## What to produce
Pull out each line of the data that includes the word "person".

--------------------------------------------------

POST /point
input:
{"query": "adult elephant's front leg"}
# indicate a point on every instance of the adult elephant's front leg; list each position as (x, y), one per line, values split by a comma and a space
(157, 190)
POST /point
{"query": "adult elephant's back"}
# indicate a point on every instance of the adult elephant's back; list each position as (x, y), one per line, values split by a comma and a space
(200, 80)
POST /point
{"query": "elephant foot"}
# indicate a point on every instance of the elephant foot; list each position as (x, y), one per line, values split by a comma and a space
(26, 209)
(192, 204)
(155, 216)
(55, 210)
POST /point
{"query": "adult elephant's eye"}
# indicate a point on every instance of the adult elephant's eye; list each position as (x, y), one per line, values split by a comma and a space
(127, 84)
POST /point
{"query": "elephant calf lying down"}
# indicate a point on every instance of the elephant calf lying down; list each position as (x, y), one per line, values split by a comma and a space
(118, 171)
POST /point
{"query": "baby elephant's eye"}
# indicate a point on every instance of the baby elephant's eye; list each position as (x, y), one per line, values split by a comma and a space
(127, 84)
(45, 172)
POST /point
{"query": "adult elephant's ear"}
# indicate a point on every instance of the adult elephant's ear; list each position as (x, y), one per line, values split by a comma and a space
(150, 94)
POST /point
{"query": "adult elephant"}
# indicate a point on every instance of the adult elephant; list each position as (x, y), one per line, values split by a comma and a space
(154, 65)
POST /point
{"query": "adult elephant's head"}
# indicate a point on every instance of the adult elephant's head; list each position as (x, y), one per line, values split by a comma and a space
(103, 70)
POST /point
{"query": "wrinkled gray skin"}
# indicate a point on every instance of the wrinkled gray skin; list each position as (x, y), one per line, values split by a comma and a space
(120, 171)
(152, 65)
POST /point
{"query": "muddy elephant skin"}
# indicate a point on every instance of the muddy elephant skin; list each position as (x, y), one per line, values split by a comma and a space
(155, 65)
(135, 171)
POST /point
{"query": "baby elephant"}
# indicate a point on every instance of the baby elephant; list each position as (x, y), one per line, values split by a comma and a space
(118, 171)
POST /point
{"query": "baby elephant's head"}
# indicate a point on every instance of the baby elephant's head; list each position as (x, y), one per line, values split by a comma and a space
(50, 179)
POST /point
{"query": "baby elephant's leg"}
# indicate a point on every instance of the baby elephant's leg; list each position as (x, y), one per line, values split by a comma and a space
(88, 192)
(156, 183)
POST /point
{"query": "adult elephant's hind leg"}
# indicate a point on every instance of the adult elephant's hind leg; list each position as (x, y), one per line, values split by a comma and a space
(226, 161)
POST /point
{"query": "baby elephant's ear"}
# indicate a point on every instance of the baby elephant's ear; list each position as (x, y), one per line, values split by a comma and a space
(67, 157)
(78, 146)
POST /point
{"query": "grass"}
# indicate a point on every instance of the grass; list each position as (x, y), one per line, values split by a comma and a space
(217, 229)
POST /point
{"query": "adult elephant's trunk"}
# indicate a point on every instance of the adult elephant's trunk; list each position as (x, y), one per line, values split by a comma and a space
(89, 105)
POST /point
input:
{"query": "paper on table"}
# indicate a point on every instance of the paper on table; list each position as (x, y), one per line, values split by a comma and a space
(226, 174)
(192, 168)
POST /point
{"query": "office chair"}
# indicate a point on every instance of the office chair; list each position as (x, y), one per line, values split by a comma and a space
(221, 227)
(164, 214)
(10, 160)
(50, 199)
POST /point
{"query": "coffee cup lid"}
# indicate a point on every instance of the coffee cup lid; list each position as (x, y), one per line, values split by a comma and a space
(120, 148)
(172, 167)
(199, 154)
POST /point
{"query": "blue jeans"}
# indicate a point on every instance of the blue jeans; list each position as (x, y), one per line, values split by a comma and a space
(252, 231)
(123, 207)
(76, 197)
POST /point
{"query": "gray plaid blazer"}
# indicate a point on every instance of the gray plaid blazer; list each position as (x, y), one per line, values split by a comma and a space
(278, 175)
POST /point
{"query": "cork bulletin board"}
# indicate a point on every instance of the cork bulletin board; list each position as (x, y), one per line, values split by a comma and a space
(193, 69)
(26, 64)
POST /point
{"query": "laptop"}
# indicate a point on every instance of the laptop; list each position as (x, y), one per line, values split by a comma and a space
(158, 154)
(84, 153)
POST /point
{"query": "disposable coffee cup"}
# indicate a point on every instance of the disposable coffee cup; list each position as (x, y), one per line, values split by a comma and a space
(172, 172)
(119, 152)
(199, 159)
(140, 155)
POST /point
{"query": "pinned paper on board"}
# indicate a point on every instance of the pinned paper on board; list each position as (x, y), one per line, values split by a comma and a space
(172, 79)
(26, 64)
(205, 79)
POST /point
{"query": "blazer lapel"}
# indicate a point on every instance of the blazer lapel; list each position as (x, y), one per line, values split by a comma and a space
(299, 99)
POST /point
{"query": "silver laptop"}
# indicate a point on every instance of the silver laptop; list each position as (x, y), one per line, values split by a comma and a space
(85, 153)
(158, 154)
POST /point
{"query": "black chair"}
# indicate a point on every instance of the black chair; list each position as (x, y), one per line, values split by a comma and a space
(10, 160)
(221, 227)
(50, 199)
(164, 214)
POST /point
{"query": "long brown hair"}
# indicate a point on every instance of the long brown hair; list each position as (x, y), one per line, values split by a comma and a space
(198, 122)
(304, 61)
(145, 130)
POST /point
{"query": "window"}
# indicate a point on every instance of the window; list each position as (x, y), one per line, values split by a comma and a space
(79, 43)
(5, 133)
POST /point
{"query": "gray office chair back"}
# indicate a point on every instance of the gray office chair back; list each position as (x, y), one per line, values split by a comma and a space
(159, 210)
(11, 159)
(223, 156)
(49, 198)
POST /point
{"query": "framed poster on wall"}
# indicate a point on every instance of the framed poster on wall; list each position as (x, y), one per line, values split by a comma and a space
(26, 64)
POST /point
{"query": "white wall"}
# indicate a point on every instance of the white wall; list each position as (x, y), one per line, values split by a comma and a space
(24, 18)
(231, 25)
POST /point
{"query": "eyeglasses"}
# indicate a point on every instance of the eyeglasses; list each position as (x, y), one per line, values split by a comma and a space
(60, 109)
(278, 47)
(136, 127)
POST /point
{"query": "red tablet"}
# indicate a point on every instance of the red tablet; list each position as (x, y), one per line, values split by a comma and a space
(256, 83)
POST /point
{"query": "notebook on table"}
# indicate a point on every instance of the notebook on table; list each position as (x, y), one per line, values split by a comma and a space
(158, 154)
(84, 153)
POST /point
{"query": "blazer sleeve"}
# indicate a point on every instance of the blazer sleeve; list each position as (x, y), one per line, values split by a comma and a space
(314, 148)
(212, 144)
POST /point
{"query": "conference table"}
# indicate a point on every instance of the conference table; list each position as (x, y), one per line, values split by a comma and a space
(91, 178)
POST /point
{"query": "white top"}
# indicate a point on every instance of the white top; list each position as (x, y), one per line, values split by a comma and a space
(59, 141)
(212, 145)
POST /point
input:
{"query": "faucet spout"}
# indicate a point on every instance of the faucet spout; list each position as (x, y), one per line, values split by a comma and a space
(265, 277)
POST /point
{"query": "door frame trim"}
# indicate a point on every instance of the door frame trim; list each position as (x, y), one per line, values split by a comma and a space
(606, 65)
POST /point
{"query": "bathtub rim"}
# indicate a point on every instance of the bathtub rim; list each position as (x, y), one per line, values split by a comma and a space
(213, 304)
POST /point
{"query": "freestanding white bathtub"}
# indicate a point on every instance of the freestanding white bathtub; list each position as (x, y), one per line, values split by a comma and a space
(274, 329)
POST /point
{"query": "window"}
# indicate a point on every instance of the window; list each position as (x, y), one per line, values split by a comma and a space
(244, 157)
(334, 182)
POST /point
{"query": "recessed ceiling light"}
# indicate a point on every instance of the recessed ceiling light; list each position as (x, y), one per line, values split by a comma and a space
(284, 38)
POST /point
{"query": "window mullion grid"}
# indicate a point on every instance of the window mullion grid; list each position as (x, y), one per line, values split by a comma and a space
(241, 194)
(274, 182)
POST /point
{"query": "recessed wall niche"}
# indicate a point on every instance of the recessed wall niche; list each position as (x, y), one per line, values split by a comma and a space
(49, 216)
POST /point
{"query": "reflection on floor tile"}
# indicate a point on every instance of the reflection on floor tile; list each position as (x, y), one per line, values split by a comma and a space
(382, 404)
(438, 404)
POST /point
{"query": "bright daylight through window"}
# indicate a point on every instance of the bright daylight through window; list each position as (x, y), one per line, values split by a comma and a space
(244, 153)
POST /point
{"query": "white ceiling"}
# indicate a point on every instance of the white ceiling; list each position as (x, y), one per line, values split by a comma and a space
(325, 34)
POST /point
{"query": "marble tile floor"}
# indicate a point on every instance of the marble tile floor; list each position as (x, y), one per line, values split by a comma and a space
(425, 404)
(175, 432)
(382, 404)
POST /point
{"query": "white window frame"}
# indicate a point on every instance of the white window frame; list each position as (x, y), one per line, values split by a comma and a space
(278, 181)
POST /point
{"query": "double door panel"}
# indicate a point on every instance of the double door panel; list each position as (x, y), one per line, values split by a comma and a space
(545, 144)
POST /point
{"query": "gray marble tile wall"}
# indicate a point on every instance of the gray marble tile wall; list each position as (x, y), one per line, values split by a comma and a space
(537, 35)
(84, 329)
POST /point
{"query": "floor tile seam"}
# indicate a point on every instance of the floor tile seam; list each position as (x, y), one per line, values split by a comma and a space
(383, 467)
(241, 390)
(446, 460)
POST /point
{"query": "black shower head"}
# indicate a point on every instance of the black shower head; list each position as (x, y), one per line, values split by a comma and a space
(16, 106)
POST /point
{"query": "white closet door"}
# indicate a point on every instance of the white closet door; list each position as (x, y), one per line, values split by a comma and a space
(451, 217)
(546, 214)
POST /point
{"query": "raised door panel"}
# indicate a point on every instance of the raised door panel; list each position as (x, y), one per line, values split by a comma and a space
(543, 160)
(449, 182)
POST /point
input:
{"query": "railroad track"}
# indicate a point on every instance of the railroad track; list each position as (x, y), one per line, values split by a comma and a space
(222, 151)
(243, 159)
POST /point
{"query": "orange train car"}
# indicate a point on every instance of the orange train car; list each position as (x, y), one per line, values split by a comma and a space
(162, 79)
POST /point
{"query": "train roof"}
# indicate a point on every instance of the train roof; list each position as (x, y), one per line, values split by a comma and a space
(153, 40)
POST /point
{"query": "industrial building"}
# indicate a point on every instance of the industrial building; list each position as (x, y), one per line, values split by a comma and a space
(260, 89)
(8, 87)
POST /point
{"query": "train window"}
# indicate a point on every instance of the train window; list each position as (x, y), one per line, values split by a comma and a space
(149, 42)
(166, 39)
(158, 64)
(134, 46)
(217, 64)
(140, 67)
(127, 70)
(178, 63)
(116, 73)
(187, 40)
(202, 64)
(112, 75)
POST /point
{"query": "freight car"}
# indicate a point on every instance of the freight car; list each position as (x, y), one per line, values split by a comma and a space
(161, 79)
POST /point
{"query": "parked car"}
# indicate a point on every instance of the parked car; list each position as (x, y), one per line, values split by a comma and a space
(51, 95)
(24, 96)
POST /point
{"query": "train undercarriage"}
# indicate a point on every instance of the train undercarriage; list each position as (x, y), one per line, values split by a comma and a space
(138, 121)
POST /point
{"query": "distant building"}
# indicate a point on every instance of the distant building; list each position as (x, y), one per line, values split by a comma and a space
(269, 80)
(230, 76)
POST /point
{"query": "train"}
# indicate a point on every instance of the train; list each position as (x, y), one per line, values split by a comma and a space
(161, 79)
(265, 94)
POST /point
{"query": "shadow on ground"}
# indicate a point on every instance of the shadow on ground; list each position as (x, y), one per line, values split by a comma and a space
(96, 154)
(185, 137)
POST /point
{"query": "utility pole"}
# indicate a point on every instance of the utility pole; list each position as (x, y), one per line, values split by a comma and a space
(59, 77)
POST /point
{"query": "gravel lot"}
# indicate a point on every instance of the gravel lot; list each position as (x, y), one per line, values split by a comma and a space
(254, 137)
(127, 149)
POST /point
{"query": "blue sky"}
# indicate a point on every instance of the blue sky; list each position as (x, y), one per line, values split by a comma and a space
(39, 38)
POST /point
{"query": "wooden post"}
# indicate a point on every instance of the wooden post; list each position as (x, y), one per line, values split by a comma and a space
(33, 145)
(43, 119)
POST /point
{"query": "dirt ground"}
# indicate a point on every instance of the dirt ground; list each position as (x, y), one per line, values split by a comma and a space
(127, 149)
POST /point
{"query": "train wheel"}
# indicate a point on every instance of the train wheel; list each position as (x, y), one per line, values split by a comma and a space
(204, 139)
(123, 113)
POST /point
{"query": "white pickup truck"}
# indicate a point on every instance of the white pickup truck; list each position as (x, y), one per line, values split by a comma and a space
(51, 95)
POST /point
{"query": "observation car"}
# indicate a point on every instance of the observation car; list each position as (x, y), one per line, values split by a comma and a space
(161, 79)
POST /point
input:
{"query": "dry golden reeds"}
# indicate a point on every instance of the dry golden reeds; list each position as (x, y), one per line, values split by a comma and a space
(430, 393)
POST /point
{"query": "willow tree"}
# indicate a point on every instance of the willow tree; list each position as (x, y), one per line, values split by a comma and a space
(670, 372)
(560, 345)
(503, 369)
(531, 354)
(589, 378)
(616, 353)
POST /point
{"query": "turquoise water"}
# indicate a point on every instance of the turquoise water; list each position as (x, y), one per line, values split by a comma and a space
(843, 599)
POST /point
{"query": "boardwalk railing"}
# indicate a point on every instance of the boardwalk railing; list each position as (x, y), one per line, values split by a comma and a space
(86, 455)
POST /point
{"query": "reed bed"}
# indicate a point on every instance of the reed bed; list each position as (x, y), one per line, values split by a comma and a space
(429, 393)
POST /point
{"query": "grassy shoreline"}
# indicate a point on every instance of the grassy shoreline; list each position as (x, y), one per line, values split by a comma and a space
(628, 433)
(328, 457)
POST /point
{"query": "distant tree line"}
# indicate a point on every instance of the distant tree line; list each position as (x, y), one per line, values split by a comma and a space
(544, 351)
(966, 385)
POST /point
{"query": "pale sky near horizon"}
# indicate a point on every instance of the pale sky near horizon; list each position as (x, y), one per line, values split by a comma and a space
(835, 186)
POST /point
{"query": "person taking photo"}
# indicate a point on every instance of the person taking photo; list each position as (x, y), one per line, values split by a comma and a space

--------------------------------------------------

## Response for this exercise
{"query": "person taking photo"}
# indicate a point on every instance of the person taking photo; list each position as (x, y), one per line, values split by a comma and a space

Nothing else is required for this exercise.